Requirements → Rewrite the listing below with every "put a point on" changed to "place a marker on" and nothing else altered. Leave the pictures out.

* Start *

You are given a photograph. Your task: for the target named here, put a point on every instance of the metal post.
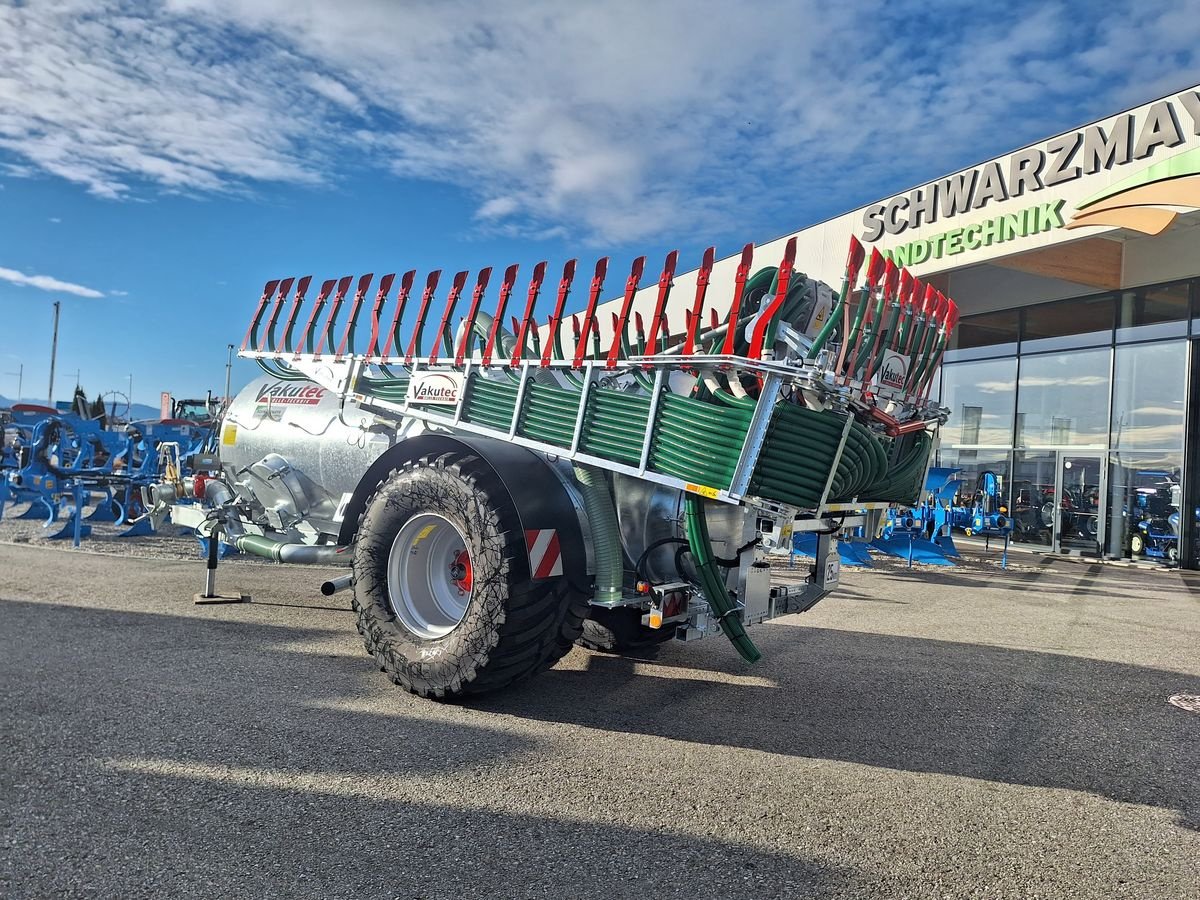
(54, 352)
(210, 594)
(228, 372)
(21, 378)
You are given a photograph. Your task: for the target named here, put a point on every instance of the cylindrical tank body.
(327, 443)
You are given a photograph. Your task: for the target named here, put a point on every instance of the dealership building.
(1074, 371)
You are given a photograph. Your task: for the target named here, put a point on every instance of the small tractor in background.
(499, 493)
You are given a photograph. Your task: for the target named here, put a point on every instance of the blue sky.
(160, 161)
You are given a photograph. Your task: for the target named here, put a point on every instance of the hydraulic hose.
(605, 534)
(283, 552)
(711, 582)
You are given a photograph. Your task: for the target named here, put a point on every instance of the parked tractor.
(499, 493)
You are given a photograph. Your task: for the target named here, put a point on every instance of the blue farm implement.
(60, 465)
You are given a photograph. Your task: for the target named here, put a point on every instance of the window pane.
(987, 330)
(1144, 505)
(1033, 508)
(1153, 312)
(1067, 323)
(979, 396)
(1065, 400)
(1147, 396)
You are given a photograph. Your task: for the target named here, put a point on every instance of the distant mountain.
(138, 412)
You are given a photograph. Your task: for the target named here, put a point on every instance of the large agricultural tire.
(493, 625)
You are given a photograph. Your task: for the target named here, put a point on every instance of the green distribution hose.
(711, 581)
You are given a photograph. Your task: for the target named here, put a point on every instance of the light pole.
(228, 371)
(54, 352)
(21, 378)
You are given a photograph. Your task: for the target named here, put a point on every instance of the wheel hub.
(430, 576)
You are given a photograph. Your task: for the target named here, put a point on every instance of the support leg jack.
(210, 594)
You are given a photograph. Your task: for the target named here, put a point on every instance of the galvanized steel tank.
(328, 442)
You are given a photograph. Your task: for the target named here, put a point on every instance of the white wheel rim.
(430, 576)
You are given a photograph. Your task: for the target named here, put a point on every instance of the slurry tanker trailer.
(503, 490)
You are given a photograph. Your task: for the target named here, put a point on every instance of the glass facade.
(1080, 407)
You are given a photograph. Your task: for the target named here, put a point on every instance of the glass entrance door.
(1081, 493)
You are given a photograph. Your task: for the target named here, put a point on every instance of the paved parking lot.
(946, 735)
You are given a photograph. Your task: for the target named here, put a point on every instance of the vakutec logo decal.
(436, 389)
(281, 393)
(894, 371)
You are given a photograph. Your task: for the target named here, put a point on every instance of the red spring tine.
(763, 321)
(352, 318)
(414, 345)
(589, 316)
(905, 297)
(941, 317)
(297, 303)
(665, 324)
(376, 310)
(276, 309)
(855, 259)
(502, 304)
(695, 316)
(739, 286)
(622, 324)
(665, 281)
(327, 288)
(468, 331)
(251, 339)
(521, 329)
(918, 313)
(891, 281)
(875, 269)
(406, 287)
(327, 333)
(460, 282)
(556, 317)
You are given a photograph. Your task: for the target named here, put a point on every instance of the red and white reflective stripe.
(545, 556)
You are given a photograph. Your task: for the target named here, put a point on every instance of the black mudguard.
(541, 502)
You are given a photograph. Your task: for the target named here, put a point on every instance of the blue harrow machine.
(71, 472)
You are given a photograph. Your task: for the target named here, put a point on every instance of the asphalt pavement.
(948, 733)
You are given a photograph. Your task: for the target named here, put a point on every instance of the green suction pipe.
(605, 533)
(712, 583)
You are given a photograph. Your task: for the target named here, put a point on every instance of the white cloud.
(45, 282)
(615, 123)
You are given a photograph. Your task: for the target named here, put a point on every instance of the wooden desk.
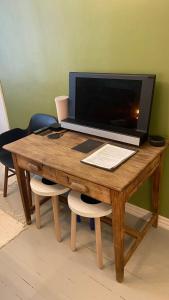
(55, 160)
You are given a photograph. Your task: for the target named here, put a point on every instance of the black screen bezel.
(146, 96)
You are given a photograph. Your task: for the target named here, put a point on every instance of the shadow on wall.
(4, 124)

* End *

The response →
You are given a photograph. Your task: for the target named here, place a marker on every instance of the metal post.
(54, 352)
(210, 594)
(228, 372)
(21, 378)
You are given a photograph. Your task: for the target named here, place a marker on every instance of the cylindrical tank body.
(327, 443)
You are given a photograph. Your task: for the target named here, place a marker on every instance of the dealership building.
(1074, 371)
You are given a photograph. Your task: for the target named here, place a marker on every instance of the small tractor in background.
(499, 493)
You are given a photograph. Your task: for the target named here, place a marker on every instance of the blue sky.
(160, 161)
You are given a photograph. Your task: for the target named here, place a marker on every instance of the hydraulic hose.
(605, 534)
(283, 552)
(711, 582)
You are given a photograph. Your task: for the target named here, place a marker on every instance of the parked tractor.
(499, 493)
You are given a photograph. Your task: for the target named here, place a marker on every instance of the blue farm implement.
(60, 465)
You are given a photograph. Your task: for the target named here, place a marker on every instance of the window pane.
(987, 330)
(1144, 505)
(1033, 508)
(1153, 312)
(1067, 323)
(979, 396)
(1065, 400)
(1147, 396)
You are given a photograph. Your task: for the target named here, place a marker on every instance of the distant mountain.
(138, 412)
You are given a photograph. Your task: for the target named here, place a marker on every instance of the large agricultural tire.
(493, 625)
You are given a photograph. Your task: for the target named here, place a marker on every instance of the green distribution hose.
(711, 581)
You are given a photograph. Your task: for the target named here, place a marker on every instance of the light pole.
(228, 371)
(54, 352)
(21, 378)
You are given a photograph. Your task: for the target named here, place a marker on every instance of the wheel hub.
(430, 576)
You are given a photograph. Your task: for the target named here, place a marker on every instance of the support leg jack.
(210, 594)
You are given a photograph. Your task: for the target named here, place a marker on every instance of the galvanized steel tank.
(328, 442)
You are given a photograph. Your task: for the target named here, place a marker on every instance of the white wheel rim.
(430, 576)
You are given a photograph. Your task: for the target named here, place a marker on every instance of the slurry tanker trailer.
(503, 490)
You are given a photograph. Your task: for the target named here, place a marker on every instance of the glass facade.
(1080, 407)
You are given a photograph. Your task: for the target named here, place a marker on every instance of the glass entrance door.
(1081, 493)
You are given a photograph. Your task: for the target named here, place a marker on every instance of the paved parking lot.
(946, 735)
You are given a photograph. Your task: for the target named here, place a marker on every instance of the vakutec logo decal.
(436, 389)
(281, 393)
(894, 371)
You are given a photograph. Your task: for the target named here, place a marker on every instance of the red spring tine.
(763, 321)
(352, 318)
(414, 345)
(589, 316)
(905, 297)
(941, 317)
(297, 303)
(665, 324)
(376, 310)
(276, 309)
(855, 259)
(502, 304)
(695, 316)
(739, 286)
(622, 324)
(665, 281)
(327, 288)
(468, 331)
(251, 339)
(521, 329)
(918, 313)
(891, 281)
(875, 269)
(406, 287)
(327, 333)
(460, 282)
(556, 317)
You are given a photograph. Your task: for the target named here, place a marker on every instance of the red and white reflective stripe.
(545, 556)
You are given a photograph. Your task: for the target named here, place a marker on every instance of the black mudguard.
(541, 502)
You are given a photograph. Your task: for the target named here, place a marker on every instance of the blue harrow machine.
(71, 472)
You are given a photograph. Your task: for the target named here, place a marker on every instance of the asphalt pavement.
(948, 733)
You are given a photograph. Your task: for the target named here, place a marker on every instance of the green suction pipe.
(605, 533)
(712, 583)
You are given a photograph. Your task: for the target named here, place a marker on every instance of the white cloud.
(45, 282)
(615, 123)
You are given a photograph. Your task: for the target named here, place a marker on every instance of the wooden desk.
(55, 160)
You are given a photograph. Your task: for the target named here, place a marker on every instance of the black screen bezel.
(146, 96)
You are given a photograph. Your task: for the target named here, place a marker on every instance of the shadow on wall.
(4, 124)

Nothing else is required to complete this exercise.